■ **Dataset records**:

==================================================

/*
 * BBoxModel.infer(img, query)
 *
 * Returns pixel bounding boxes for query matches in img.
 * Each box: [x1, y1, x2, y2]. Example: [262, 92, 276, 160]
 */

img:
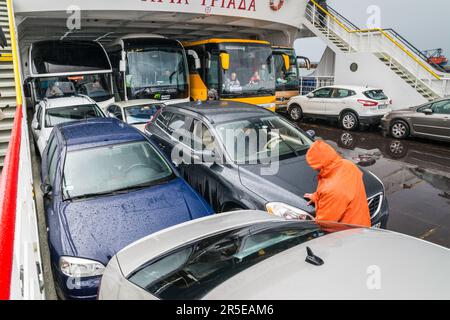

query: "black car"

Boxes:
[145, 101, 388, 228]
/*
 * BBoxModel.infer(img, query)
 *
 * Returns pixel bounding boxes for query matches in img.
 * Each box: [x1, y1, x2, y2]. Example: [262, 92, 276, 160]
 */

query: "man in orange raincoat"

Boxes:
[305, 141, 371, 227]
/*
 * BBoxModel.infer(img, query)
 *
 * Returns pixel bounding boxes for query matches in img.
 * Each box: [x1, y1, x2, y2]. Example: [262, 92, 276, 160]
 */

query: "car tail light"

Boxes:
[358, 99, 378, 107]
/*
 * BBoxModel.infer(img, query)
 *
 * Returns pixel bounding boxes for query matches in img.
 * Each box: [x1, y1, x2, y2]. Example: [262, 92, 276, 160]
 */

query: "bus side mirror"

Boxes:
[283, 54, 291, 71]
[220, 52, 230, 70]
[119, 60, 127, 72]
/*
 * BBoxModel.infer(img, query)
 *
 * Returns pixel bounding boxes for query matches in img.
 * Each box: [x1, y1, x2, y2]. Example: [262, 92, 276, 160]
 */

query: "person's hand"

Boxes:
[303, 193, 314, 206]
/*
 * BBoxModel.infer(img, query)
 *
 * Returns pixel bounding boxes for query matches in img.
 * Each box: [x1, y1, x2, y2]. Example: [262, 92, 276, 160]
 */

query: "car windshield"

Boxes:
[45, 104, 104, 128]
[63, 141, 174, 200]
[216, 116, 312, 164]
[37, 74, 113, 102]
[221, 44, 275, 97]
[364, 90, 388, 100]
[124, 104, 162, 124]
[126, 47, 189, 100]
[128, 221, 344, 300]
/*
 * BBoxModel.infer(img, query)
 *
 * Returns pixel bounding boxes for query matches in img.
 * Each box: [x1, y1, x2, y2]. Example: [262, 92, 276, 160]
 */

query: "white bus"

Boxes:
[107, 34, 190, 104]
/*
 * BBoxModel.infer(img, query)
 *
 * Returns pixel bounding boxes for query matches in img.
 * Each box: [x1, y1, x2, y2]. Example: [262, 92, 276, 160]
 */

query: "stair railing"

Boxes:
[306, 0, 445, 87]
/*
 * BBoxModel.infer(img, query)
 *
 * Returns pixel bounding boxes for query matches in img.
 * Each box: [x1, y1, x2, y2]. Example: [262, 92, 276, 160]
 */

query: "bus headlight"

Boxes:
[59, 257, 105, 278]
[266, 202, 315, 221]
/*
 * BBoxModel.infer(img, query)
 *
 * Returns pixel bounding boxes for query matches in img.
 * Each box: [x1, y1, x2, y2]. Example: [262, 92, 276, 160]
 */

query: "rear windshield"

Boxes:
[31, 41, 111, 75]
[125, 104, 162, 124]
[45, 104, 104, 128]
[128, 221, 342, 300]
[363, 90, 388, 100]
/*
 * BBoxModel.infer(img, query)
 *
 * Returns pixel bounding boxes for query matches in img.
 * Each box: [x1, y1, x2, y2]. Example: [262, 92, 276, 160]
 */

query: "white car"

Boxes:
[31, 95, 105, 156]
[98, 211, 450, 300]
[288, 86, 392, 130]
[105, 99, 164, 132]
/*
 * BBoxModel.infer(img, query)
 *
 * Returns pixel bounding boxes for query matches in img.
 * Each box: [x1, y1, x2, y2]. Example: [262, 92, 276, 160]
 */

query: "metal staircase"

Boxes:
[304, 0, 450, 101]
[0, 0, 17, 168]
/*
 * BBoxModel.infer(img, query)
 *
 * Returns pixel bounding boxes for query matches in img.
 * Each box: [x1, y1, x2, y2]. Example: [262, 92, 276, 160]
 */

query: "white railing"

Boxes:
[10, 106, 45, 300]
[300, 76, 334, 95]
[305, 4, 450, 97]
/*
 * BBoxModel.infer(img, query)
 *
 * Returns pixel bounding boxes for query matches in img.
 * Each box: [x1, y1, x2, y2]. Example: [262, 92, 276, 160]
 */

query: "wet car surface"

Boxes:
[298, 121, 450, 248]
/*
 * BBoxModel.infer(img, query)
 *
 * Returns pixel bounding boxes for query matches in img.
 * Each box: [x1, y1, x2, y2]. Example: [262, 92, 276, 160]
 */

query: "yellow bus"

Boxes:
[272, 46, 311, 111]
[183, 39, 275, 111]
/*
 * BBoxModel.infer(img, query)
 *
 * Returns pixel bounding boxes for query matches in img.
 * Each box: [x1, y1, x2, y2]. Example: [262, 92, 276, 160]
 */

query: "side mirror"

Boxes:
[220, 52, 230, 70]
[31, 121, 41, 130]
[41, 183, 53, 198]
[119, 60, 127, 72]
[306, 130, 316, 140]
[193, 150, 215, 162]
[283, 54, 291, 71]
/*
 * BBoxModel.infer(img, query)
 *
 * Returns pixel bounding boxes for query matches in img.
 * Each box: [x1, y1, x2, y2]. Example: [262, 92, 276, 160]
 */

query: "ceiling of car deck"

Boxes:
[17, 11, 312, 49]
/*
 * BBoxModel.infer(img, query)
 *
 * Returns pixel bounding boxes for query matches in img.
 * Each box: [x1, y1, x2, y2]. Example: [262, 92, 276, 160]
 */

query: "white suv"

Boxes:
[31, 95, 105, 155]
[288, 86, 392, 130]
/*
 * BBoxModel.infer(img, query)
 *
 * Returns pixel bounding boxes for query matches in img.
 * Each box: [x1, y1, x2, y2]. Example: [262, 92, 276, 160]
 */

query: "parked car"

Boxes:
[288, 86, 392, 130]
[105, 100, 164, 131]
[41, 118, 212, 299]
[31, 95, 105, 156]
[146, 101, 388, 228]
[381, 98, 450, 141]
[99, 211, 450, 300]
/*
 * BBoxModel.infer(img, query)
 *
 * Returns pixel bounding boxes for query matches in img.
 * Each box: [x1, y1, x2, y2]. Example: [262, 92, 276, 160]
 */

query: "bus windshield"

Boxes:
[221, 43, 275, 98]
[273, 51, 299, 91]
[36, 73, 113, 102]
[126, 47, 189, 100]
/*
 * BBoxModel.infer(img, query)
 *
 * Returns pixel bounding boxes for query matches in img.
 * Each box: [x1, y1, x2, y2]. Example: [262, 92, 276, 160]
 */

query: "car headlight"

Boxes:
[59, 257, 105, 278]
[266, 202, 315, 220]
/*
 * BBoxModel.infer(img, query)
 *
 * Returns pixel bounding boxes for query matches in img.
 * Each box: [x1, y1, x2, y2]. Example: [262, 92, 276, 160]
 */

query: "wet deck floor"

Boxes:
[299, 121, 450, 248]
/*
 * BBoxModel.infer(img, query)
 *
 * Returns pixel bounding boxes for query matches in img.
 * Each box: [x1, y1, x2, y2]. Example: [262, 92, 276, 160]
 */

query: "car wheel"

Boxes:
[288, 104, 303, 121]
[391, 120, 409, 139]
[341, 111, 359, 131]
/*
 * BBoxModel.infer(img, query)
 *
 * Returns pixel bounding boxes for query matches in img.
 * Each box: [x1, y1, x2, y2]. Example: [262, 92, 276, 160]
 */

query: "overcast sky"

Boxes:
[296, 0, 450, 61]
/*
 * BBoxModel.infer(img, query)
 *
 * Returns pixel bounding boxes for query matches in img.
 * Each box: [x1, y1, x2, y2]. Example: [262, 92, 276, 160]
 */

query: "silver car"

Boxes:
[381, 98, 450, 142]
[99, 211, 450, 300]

==================================================

■ **What needs to be done**:
Pull out every line in the data above that contains the string "headlight". Matching is case-sensitive.

■ **Written reply**:
query: "bus headlight"
query: "car headlight"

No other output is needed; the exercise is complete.